SELECTED EXTRACT:
===============
The Mountaineer's up here love their cordelets - but they aren't even close to full strength, so shock loading on one leg could be a big issue there. Many of them have adopted the terrible habit of tying in with their fully static PAS (I don't own one).

Bad anchor habits abound. There's lots of room for improvement there.

Rapping is no different. Lots of bad habits there, too.
Largo

Sport climber
The Big Wide Open Face
Topic Author's Reply - Sep 4, 2014 - 11:57am PT
Studying mind via the subjective adventures is also science. It's just that the methods of aquisition per the data are not the standard means of objectifying we normally use in, say, investigating fall forces. It's all empirical. Ultimately it's like comics - people will use whatever material works. If you're getting a new perspective on mind from your current methods - great. If not, try other methods. The rub here is, people won't try other methods, mainly from unconscious fear they interpret as something else.

I should also mention that per our theories about anchors and anchor systems - many of mine were wrong. I only found out as much through testing. The value of the math models is that they give you geeneric results per related functions and this can help steer you towards more effiencit testing.

JL
jgill

Boulder climber
Colorado
Sep 4, 2014 - 06:57pm PT
I think it not improper to label what Largo did to discover and verify anchors science. It wasn't basic science, such as searching for new fundamental particles, but it appears he did apply scientific reasoning.

As for the "science" of meditation, that seems a little bit of a stretch, but whatever rings your bell . . . as Mike might say, it's all words on a screen.


;>)
Tvash

climber
Seattle
Sep 4, 2014 - 07:35pm PT
Telepathy cominatcha: First direct brain to brain comms:

http://www.sciencedaily.com/releases/2014/09/140903105646.htm
jgill

Boulder climber
Colorado
Sep 4, 2014 - 07:37pm PT
Wow!

Now that's science of the mind.
MH2

climber
Sep 4, 2014 - 09:37pm PT
The brain-to-brain communication result is only a small step. The authors point out that in the 60s it was shown that voluntary control of alpha wave EEG could be used to transmit information, to someone looking at the EEG. The new study just uses a similar recording of one person's EEG to activate a transcutaneous magnetic stimulator attached to another person.
===============
SUPPLIED RECORDS:
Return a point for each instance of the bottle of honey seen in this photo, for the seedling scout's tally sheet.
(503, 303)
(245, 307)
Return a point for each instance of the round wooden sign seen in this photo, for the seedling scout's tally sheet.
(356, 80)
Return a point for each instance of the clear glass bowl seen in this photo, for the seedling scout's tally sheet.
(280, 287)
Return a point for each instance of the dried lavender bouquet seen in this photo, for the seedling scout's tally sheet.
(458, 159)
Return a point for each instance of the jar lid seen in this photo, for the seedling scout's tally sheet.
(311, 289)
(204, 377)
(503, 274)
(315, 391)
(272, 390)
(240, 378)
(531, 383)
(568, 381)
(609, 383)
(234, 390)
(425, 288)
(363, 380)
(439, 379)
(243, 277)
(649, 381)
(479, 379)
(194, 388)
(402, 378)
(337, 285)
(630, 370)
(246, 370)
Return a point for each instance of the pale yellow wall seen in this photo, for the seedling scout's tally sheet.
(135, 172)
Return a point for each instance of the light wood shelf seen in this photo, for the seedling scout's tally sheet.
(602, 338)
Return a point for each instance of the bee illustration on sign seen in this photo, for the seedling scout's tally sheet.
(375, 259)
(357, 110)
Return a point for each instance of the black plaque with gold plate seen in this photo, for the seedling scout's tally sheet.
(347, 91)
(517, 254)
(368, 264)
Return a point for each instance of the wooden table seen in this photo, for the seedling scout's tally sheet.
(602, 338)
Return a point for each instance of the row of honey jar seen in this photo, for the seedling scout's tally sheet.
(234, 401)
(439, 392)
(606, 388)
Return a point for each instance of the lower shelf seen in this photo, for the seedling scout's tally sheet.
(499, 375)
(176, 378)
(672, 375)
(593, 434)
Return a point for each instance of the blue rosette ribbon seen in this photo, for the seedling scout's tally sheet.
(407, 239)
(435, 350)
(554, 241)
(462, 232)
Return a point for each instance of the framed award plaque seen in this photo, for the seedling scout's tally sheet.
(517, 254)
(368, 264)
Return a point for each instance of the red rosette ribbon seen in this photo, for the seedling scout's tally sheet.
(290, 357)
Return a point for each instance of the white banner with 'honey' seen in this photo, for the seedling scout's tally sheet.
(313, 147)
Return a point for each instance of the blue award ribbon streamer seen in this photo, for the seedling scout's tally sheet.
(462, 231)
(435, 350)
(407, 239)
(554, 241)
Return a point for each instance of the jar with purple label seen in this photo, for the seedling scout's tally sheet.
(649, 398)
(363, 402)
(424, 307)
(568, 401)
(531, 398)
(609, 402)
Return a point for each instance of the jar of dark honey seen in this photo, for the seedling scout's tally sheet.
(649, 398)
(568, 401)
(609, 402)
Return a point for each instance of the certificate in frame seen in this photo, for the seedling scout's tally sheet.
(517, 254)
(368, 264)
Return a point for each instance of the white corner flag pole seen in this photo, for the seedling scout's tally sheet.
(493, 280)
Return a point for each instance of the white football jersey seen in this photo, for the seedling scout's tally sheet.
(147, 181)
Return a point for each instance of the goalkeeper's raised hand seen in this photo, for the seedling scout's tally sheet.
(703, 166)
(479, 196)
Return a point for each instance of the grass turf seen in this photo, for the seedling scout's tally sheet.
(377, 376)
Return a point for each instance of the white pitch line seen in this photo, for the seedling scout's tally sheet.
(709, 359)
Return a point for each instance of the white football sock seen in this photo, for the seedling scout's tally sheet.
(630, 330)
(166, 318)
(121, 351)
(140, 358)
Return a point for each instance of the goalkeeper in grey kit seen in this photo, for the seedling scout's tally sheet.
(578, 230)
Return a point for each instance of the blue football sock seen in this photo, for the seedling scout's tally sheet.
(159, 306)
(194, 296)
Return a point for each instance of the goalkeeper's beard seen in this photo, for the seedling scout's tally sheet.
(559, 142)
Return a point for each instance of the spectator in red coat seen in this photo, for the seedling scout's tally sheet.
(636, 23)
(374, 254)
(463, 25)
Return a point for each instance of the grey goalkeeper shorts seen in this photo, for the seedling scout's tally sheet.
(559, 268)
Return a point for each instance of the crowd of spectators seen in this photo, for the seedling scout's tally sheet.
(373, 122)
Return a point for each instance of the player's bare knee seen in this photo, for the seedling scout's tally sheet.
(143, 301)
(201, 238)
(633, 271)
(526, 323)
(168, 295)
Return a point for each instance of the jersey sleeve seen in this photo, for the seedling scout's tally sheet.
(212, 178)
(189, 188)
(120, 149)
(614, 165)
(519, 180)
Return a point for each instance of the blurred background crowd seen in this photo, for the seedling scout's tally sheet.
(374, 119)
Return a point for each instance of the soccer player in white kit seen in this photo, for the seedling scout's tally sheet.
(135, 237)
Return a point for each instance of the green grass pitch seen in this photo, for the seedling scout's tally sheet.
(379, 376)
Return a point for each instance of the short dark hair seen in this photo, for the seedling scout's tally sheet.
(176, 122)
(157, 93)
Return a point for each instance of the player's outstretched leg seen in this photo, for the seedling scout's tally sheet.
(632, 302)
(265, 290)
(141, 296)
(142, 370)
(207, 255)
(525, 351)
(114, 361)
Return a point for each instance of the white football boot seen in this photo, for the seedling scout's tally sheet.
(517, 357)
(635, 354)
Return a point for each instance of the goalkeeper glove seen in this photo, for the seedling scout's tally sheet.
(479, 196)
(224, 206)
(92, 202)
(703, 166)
===============
GIVEN REQUEST 1: Please duplicate the part of the forum thread starting with "http://www.sciencedaily.com/releases/2014/09/140903105646.htm" and going on through "to another person.".
GIVEN REQUEST 2: Decide whether each statement agrees with the forum thread, answering yes or no and quoting the words that settle it: (a) The new brain-to-brain study uses one person's EEG to activate a magnetic stimulator attached to another person. (b) Largo says his theories about anchors all proved correct. (c) jgill regards the "science" of meditation as a little bit of a stretch.
GIVEN REQUEST 3: List every username that heads a post in the forum thread, giving each name once.
The items play no part in this work.

TASK SOLUTION 1:
http://www.sciencedaily.com/releases/2014/09/140903105646.htm
jgill

Boulder climber
Colorado
Sep 4, 2014 - 07:37pm PT
Wow!

Now that's science of the mind.
MH2

climber
Sep 4, 2014 - 09:37pm PT
The brain-to-brain communication result is only a small step. The authors point out that in the 60s it was shown that voluntary control of alpha wave EEG could be used to transmit information, to someone looking at the EEG. The new study just uses a similar recording of one person's EEG to activate a transcutaneous magnetic stimulator attached to another person.

TASK SOLUTION 2:
(a) Yes: "uses a similar recording of one person's EEG to activate a transcutaneous magnetic stimulator attached to another person"
(b) No: "many of mine were wrong"
(c) Yes: "that seems a little bit of a stretch"

TASK SOLUTION 3: Largo, jgill, Tvash, MH2